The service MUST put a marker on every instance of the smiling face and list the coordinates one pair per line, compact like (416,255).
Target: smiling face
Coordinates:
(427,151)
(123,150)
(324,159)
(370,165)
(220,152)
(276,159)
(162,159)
——
In the records above, find every line with the word "smiling" and copy it.

» Task response
The service MUST put a marker on every instance of the smiling face and list the coordinates one pair per line, compact like (416,255).
Target: smiling face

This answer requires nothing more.